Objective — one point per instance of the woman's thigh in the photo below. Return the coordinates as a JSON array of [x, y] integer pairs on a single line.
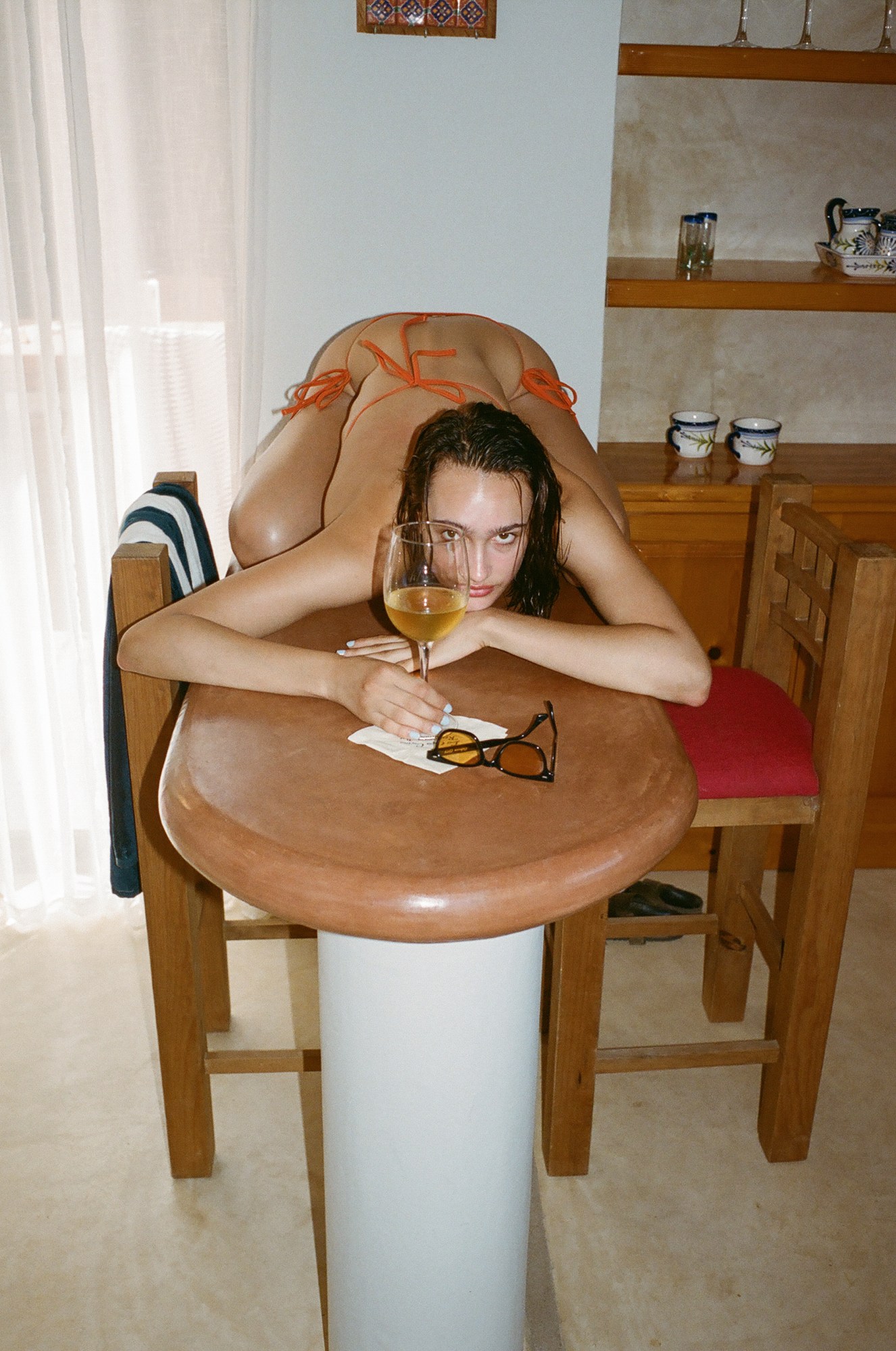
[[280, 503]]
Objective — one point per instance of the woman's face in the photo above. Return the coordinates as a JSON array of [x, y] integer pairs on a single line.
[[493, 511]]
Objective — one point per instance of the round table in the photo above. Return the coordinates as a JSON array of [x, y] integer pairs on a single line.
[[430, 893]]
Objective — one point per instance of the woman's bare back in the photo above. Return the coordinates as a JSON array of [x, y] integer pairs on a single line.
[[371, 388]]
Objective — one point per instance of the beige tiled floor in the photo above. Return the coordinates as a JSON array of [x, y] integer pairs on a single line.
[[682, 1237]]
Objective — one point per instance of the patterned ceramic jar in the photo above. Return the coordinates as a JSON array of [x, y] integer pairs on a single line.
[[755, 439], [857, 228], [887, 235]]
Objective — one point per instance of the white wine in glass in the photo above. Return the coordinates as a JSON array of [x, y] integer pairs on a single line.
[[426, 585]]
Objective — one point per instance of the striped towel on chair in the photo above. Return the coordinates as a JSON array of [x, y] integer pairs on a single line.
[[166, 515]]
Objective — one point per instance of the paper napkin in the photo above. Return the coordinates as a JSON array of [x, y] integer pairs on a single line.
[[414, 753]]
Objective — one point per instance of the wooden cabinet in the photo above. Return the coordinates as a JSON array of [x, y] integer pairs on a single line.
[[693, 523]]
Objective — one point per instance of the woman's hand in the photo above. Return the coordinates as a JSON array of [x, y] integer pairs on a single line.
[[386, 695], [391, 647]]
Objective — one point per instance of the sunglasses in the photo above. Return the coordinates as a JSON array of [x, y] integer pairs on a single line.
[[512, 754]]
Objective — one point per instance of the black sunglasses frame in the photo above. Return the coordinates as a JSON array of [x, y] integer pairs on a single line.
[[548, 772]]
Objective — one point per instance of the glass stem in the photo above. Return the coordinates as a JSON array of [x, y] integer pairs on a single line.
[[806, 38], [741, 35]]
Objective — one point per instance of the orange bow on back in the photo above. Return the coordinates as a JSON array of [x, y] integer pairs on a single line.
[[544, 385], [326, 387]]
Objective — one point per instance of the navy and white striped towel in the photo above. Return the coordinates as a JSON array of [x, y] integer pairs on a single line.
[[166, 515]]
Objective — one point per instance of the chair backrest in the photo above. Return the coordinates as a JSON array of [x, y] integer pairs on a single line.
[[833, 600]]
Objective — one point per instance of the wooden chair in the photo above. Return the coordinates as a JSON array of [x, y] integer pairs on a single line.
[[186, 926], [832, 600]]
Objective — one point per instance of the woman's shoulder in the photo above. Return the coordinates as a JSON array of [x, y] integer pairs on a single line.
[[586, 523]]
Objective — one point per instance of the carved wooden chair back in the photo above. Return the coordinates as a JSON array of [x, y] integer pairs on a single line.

====

Would you give the data above again word for word, skipping any images?

Objective — one point per instance of the woman's thigh in the photo below. Return the coordinates as a JSON array of [x, y] integer pairs on a single line.
[[280, 503]]
Objective — one point per instance of the woman's face in the photo above. Return the coordinates as a JSON array of [x, y] integer pairs on a single line.
[[493, 511]]
Objective — one point per instance of the round table in the photo above. Return the coordinates as a JSON array of [x, y] integer pairs on a single line.
[[430, 893]]
Objective — one point per instance of the woman's bare back in the photo above. Return the coordinates as a JSON array of [x, y] integer pairs on a single line.
[[371, 388]]
Objective — one point per instance of the beige tiled floor in the photo above. Return the coordinates as a JSON array of [x, y] integer pairs on a single line.
[[682, 1237]]
Objective — one point per instance of the patterned ceramic jar in the photo above. Return the coordinates as a JSON array of [x, y] integer pairs on a single line.
[[755, 439], [857, 228], [887, 235]]
Objective — one point per instance of the white wine in glass in the photo above. Return the coordinates as a JSON array of [x, y] integer pairs on a single line.
[[426, 585]]
Objective — one point per instance of the striped towel on chair in the photo above. Return the coordinates as a JSON array of [x, y] integer pairs on a single line.
[[166, 515]]
Objective — one point per instance of the paper napkin in the photo above. Return the coordinates as a JSON array of [x, y] integer pairs on a single line.
[[414, 753]]
Objective — one point per instance of the wooden cabinet in the photo above. Return the coordinates as a JSON array of [x, y] integer pairs on a single line.
[[693, 523]]
Objective — one point per instance of the woman's hand in the photo above. Return the coordinates as a JSON array of [x, y] integer pairs on a single line.
[[386, 695], [391, 647]]
Objective — one point per instance of the sunglasses in the photo above. Return the coordinates as a JSON array of [x, y] integer pairs on a single line.
[[512, 754]]
Objective — one point per instance of the black sunglasses frame in the photo above. Return the coordinates as a JSON array of [x, y] integer pairs on a single line.
[[548, 772]]
Objective — one point per instance of the glass stem in the photo above. Return the coordinates as a JSON array of [x, y] integer pairs on a single line.
[[806, 38], [741, 35]]
Objective — one point per instance of the orange bow on back in the photo above. Return the coordinates as a JSON array of [x, y] integer pairs on a single line.
[[544, 385], [326, 387]]
Objective — one point per instance of the navy and white striped towel in the photo above. Return the coordinates as a JSON array of [x, y] integer pairs on a single line.
[[166, 515]]
Objective — one point per instance of the chair backrest in the photo above. Return the coordinates as a JSON array of [x, y] integer pairs on a single line.
[[833, 600]]
Objective — one point per instance of the wooden chair in the photo above. Return the coordinates as a JSON array of [x, y] integer pairs on a single line.
[[186, 926], [832, 600]]
Objective — one point per instance of the woman's shoulder in the photo above. Return the coordinates as a JSON array of [x, y] integer pairs on a single line.
[[586, 523]]
Objective — one point per instance of the carved wooden chair back in the photo above. Return the coordinates as a JSON array of [x, y] integer pairs on a single line.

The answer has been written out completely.